• PROBLEM DESCRIPTION
Extend the piece below on Astral Foods and the South African poultry industry, starting after its last sentence.

• TEXT BLOCK
>>>>
In his flawed analysis of Astral Foods’ interim results, Association of Meat Importers & Exporters (AMIE) CEO Paul Matthew did a disservice to Astral and to the SA poultry industry ("Good for Astral, but not for consumers”, May 17).

He wrongly claims that when Astral has reported increased revenues and profits it has done so because it has raised chicken prices at the expense of the consumer. In its results statement and presentation, Astral explained clearly how it achieved those results — it expanded its business and sold more chickens. It also contained operating costs, improved economies of scale and partially — only partially — recovered steeply rising input costs through higher selling prices. 

Further, Astral as a listed public company, has provided transparent detail on its operating margins. Broiler margins improved from a paltry -0.2% to 4.7% on the comparable reporting periods.  Does this result speak to a business making profits at the expense of a consumer? 

Under the Poultry Master Plan Astral has invested almost R1bn in expanding its poultry-processing capacity and created a further 350 jobs. Why does AMIE not share its members’ net operating margins with the sector? Let’s see their returns on investment.
<<<<
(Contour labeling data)
>>>>
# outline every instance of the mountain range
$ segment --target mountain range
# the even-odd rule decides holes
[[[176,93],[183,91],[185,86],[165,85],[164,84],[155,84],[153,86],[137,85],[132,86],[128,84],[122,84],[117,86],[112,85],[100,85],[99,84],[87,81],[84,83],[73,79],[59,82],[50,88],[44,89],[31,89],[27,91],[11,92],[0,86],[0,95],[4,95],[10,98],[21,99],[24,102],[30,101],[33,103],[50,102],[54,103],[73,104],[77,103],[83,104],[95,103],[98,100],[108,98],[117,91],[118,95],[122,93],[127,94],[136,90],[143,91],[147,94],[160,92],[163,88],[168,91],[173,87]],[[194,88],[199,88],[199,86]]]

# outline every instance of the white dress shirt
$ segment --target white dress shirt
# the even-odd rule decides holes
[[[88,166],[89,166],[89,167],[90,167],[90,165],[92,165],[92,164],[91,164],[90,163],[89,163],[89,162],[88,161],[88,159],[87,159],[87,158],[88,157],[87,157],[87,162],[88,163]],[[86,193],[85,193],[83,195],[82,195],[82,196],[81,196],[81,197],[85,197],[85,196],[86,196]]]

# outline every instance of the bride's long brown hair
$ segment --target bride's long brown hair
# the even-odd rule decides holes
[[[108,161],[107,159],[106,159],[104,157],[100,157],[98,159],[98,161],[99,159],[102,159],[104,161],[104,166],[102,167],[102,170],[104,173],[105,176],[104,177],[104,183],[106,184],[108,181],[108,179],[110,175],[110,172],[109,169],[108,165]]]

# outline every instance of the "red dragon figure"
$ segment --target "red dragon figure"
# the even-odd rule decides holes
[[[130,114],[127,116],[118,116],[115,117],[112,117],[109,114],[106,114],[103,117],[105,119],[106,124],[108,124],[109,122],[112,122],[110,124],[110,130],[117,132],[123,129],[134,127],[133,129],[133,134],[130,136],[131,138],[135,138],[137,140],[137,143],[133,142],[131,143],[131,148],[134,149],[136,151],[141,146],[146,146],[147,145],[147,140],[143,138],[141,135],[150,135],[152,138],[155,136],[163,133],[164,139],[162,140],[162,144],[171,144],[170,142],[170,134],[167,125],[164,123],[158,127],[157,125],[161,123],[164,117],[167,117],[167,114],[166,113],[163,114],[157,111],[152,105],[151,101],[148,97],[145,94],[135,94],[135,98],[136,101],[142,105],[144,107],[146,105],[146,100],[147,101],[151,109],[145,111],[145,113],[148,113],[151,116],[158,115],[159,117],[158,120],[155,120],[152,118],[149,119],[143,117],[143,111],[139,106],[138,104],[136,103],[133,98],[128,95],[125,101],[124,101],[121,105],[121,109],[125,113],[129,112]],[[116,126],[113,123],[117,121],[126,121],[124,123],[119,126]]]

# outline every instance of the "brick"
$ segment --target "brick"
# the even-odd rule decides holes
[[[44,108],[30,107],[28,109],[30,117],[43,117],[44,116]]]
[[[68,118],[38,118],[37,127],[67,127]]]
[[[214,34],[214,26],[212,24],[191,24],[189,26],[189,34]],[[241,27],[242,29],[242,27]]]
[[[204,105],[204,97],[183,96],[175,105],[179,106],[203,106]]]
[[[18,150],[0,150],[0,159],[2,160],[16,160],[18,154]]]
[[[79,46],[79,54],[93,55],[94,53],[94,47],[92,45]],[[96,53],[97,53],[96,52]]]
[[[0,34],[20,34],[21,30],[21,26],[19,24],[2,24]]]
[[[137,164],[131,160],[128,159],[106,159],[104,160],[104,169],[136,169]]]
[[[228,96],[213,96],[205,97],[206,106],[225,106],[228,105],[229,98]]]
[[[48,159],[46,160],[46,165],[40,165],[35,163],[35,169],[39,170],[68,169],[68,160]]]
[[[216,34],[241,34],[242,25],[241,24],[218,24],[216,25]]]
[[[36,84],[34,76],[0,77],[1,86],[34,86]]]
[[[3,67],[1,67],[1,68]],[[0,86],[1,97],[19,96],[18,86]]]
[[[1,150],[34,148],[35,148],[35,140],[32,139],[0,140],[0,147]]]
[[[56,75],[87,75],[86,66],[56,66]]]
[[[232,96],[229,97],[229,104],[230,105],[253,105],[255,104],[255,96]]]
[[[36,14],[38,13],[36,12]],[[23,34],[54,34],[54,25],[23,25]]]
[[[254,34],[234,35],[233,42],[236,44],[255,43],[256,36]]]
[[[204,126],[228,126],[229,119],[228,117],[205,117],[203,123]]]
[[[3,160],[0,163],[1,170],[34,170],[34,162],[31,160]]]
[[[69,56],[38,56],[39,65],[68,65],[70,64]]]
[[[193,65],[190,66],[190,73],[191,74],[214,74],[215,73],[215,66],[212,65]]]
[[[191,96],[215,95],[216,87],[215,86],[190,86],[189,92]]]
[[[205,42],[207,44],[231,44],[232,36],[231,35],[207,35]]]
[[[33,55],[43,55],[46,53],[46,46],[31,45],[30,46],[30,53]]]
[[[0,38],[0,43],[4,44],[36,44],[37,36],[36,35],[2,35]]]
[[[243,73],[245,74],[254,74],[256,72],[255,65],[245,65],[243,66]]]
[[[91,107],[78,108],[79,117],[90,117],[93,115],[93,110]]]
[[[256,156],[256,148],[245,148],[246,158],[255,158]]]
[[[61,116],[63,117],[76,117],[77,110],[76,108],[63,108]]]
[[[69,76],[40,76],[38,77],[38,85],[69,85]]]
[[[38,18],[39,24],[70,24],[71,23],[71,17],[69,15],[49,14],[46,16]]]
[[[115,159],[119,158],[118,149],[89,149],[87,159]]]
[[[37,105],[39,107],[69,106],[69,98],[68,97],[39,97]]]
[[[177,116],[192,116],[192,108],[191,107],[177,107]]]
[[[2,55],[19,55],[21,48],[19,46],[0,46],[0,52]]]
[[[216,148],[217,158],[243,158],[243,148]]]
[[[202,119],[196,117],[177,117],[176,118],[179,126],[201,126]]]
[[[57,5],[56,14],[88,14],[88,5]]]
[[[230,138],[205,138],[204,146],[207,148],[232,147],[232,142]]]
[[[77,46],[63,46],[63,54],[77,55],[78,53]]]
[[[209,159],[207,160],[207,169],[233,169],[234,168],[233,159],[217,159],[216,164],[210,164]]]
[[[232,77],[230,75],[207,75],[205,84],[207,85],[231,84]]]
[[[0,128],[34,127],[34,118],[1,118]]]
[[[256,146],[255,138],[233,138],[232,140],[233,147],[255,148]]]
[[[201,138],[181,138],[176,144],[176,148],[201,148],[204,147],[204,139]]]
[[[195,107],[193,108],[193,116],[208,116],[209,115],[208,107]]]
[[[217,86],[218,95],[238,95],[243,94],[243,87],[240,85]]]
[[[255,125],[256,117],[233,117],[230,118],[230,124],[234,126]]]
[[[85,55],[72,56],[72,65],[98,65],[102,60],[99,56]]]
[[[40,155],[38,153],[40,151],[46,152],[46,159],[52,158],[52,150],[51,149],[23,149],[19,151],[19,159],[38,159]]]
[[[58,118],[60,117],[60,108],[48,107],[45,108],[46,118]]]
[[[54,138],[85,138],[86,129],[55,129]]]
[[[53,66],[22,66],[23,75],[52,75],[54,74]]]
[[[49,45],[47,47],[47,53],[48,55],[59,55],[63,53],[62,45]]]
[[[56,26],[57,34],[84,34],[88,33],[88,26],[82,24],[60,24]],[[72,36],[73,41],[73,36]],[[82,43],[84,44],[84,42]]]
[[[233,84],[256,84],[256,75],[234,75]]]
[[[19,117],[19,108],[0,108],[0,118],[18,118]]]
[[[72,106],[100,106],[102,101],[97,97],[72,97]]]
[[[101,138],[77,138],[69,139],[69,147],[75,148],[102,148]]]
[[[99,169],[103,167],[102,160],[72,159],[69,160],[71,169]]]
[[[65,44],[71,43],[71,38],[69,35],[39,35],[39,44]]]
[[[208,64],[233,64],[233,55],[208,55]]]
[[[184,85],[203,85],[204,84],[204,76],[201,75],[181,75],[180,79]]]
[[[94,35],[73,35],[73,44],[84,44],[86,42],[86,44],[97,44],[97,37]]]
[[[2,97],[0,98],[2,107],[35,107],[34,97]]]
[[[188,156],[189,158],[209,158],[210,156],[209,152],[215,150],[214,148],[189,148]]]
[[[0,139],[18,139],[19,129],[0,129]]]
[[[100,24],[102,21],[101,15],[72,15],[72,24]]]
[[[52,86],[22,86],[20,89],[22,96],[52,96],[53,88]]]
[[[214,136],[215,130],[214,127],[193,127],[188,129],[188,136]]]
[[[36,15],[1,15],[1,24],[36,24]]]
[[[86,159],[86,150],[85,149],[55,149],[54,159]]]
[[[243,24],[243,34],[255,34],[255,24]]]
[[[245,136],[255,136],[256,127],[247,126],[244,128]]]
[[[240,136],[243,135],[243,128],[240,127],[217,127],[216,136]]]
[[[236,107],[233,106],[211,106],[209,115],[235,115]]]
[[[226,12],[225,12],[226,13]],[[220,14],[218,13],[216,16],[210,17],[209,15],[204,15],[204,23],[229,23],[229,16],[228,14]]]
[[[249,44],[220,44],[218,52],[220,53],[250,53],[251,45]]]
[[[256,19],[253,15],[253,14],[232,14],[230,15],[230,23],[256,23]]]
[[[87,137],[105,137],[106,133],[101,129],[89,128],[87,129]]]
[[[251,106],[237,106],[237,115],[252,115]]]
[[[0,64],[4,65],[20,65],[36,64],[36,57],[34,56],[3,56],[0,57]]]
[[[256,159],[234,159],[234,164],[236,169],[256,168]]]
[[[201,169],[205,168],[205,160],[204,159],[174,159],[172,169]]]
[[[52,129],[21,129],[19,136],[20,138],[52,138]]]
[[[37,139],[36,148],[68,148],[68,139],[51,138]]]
<<<<
• RESPONSE TO THE EXERCISE
Matthew says chicken prices increased 17% from January 2021 to January 2022, and he puts the blame on tariff increases in terms of the master plan (of which he is a signatory). Both statements are wrong. 

The SA Poultry Association reports monthly on the average prices received by poultry producers. In January the average monthly broiler producer price was R27.99/kg, an increase of 13.8% over January 2021.

If import tariffs played a part in that increase it was a small one. The main factor was rapidly rising input costs, particularly maize and soya, which make up 70% of poultry input costs. This was, and remains, a global phenomenon — food prices are rising all over the world.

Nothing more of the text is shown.